**Ce qu'il faut faire**
Poursuivez l'extrait sur l'étiquetage nutritionnel du vin à partir de sa dernière phrase.

**Extrait fourni**
• • • • •
L’avis est différent chez Ampelidae, où la réforme de l’étiquetage est vue comme une opportunité de se rapprocher du client. À la différence du domaine du Tucoulet, Ampélidea n’écoule qu’une petite partie de la production de ses 115 ha, sur place, à Jaunay-Marigny, dans la Vienne. « Nous vendons principalement en grande distribution à l’export et auprès des CHR [cafés, hôtels, restaurants, NDLR] et de magasins spécialisés en France, comme Biocoop », indique Gilles de Bollardière, le directeur technique. La maison n’a donc pas l’occasion d’expliquer sa démarche auprès du consommateur. « De ce fait, nous voyons l’obligation de l’affichage nutritionnel comme un outil de communication supplémentaire, susceptible de nous rapprocher de nos consommateurs à l’autre bout du monde. En grande distribution, quand ils se trouvent face à des dizaines de vins différents dans un rayon, ils ne vont pas prendre le temps de visiter notre site internet. C’est donc via l’étiquette que se fera la sélection, de façon synthétique. »
Pour Gilles de Bollardière cette nouvelle obligation paraît « légitime, si elle permet de restaurer une confiance entre le vigneron et le consommateur ». Passé sa première réaction négative, Arnaud Briday concède « avoir une vision de vigneron, probablement restrictive. Tous les autres produits alimentaires ont déjà l’obligation d’indiquer les ingrédients et la valeur nutritionnelle. Alors c’est peut-être justice d’en faire autant avec le vin ».
• • • • •
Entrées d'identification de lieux

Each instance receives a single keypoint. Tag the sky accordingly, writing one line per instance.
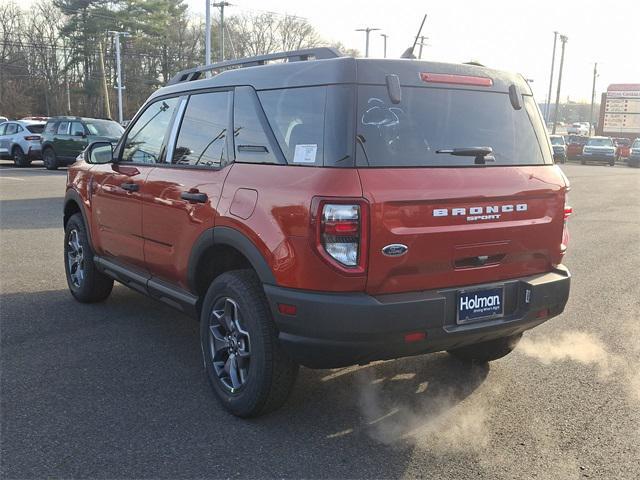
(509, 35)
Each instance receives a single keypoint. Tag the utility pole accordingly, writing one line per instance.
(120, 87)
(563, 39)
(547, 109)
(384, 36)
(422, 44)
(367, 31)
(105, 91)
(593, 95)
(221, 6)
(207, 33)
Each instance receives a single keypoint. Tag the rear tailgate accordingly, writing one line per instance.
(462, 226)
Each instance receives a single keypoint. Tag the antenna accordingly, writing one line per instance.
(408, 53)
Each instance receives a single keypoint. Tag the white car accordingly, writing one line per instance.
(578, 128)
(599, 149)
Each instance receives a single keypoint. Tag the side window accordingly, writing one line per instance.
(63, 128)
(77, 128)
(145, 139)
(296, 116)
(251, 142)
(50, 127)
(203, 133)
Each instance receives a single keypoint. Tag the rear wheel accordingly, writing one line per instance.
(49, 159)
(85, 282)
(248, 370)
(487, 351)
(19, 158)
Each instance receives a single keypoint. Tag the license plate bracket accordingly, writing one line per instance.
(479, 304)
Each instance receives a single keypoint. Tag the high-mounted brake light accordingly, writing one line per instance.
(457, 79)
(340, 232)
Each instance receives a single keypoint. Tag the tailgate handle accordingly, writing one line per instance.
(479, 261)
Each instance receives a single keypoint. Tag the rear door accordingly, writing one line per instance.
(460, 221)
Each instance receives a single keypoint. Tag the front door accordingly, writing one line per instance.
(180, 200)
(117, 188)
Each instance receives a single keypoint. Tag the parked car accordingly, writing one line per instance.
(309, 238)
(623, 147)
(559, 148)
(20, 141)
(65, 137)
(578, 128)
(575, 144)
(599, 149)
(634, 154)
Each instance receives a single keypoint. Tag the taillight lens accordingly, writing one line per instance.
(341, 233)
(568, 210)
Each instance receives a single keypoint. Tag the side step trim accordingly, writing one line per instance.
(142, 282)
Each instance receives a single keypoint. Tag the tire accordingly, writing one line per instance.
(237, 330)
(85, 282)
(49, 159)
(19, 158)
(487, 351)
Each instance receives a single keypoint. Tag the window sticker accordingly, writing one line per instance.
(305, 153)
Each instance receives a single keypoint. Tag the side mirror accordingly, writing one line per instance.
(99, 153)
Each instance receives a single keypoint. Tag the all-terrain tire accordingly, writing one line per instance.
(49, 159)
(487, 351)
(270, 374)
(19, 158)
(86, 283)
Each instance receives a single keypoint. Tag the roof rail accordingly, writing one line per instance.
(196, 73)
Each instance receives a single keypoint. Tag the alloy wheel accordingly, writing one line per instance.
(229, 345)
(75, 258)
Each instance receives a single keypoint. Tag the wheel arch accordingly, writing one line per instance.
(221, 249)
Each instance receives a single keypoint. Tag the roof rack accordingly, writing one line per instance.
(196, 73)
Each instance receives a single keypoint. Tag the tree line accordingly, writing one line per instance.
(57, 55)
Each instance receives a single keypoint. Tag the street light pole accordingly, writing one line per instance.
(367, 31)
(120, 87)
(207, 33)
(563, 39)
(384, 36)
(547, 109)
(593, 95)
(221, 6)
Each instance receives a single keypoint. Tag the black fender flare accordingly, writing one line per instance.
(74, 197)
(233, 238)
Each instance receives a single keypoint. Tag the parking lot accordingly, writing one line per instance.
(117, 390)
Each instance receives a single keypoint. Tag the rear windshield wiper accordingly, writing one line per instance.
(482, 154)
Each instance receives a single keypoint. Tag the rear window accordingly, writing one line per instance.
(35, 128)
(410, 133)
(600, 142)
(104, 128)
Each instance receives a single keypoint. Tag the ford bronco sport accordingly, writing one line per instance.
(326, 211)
• • • • •
**Résultat obtenu**
« Ce qui inquiète le plus les vignerons, c’est de devoir afficher la valeur énergétique sur l’étiquette physique, car le consommateur aura sous les yeux, sans même avoir à flasher, une valeur facilement comparable d’une bouteille à l’autre », relève Florence Gras, consultante œnologue à l’IFV, pour l’avoir constaté lors des formations qu’elle a réalisées autour de la réforme de l’étiquetage depuis janvier dernier. « Selon qu’on fait un vin blanc sec, un rouge à 14 degrés d’alcool, ou un vin blanc doux de type muscat qui contient 12 degrés d’alcool et 110 g de sucre, la différence est notable ! » De quoi faire biper le radar des chasseurs de calories.